What you have to do:
Swap "Where can you spot" for "Where do you see" everywhere it occurs in the records. Leave everything else unchanged.

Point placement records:
►
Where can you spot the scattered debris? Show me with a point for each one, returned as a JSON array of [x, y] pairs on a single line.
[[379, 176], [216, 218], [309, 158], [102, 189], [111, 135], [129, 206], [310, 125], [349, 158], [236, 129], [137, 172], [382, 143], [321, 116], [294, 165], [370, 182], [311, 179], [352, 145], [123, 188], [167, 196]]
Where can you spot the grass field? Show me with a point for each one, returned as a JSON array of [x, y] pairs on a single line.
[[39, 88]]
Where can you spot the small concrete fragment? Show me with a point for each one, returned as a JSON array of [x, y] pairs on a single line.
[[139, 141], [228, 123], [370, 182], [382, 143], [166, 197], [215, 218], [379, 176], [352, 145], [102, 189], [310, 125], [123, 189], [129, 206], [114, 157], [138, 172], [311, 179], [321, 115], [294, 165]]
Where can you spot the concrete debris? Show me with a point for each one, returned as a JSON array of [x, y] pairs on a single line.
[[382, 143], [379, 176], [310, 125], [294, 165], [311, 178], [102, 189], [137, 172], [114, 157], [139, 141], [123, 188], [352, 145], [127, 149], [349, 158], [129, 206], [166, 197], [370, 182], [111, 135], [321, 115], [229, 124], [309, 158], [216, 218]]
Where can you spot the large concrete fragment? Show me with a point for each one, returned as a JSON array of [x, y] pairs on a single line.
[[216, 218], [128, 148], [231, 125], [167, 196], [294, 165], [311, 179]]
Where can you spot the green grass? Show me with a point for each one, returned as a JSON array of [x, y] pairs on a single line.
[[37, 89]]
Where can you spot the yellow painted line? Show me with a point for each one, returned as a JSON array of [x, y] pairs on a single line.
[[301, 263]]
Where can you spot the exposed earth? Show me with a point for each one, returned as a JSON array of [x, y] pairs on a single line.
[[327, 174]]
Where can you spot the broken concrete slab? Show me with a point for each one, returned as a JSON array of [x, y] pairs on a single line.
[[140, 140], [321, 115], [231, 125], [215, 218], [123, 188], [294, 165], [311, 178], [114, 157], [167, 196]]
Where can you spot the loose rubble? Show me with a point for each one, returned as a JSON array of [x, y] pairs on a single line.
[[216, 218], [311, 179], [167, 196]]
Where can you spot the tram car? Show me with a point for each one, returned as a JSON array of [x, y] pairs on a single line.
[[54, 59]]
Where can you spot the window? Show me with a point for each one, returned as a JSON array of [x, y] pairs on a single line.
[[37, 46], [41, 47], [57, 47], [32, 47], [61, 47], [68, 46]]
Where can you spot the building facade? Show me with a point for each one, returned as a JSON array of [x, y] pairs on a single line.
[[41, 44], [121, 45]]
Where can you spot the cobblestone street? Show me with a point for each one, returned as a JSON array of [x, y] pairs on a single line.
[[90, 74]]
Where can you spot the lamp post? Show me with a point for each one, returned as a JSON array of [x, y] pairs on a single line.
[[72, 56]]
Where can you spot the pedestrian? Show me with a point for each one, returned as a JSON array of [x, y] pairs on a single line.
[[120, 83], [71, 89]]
◄
Answer to the exercise:
Where do you see the scattered debris? Show me with a point for each one, returned as a JSON array of [x, y] pairs on a single line.
[[379, 176], [216, 218], [309, 158], [102, 189], [111, 135], [129, 206], [310, 125], [349, 158], [236, 129], [137, 172], [382, 143], [321, 116], [294, 165], [370, 182], [311, 179], [352, 145], [123, 188], [167, 196]]
Where do you see the grass field? Show me with a point for each one, returned as a JSON array of [x, y] pairs on a single line.
[[39, 88]]
Where do you see the small concrete fragment? Show me with a point for each one, returned as a JSON array of [x, y] pairs on a single line.
[[139, 141], [228, 123], [370, 182], [382, 143], [166, 197], [215, 218], [379, 176], [352, 145], [102, 189], [310, 125], [123, 189], [129, 206], [114, 157], [138, 172], [311, 179], [321, 115], [294, 165]]
Where do you see the concrete debris? Show me with a point for each one, returned as a JSON array of [x, y] pairs on a single line.
[[382, 143], [379, 176], [310, 125], [294, 165], [311, 178], [102, 189], [137, 172], [114, 157], [139, 141], [123, 188], [352, 145], [127, 149], [349, 158], [129, 206], [166, 197], [370, 182], [111, 135], [321, 115], [229, 124], [309, 158], [216, 218]]
Where do you see the large concrete fragment? Show me with a point for each one, returned as a JSON array of [x, y] pairs on a single line.
[[216, 218], [128, 148], [231, 125], [167, 196], [294, 165], [311, 179]]
Where do you see the green grass? Show me with a point for each one, returned as a JSON array of [x, y] pairs on a single line.
[[37, 89]]
Where do you see the yellow painted line? Show me with a point for each one, returned as a JSON array of [x, y] pairs on a single line.
[[301, 263]]
Where do you see the exposed earth? Show me with a point for each one, returned as a JSON array of [x, y] pairs on a single line.
[[327, 174]]
Where do you see the broken concrete slab? Show me with a point for each one, returned as a JSON array of [x, y] pairs on a single line.
[[140, 140], [321, 115], [231, 125], [215, 218], [123, 188], [294, 165], [311, 178], [114, 157], [167, 196]]
Where do you see the loose rubble? Show me with a point for each one, returned as a JSON array of [x, y] pairs on a single line.
[[216, 218], [311, 179], [167, 196]]
Where do you see the tram car? Show me with a point for each one, returned as a JSON array of [x, y] pairs on a single line.
[[54, 59]]
Where do you see the window? Show me with a point for each one, returned as a JSON array of [x, y] pairs on a single line.
[[37, 46], [41, 47], [57, 47], [32, 47], [61, 47], [68, 46]]
Where do you see the building facade? Show me with a point for each one, returned as a JSON array of [x, y] pairs on a single line.
[[41, 44], [121, 45]]
Where do you see the cobblestone street? Show me with a point for each one, returned as a JSON array of [x, y] pairs on a single line.
[[90, 74]]
Where do you see the lamp post? Show me with a point for each one, returned as a JSON array of [x, y] pairs on a single line.
[[72, 56]]
Where do you see the pedestrian? Show me with a point for each one, returned as a JSON array of [x, y] pairs on a single line.
[[120, 83], [71, 89]]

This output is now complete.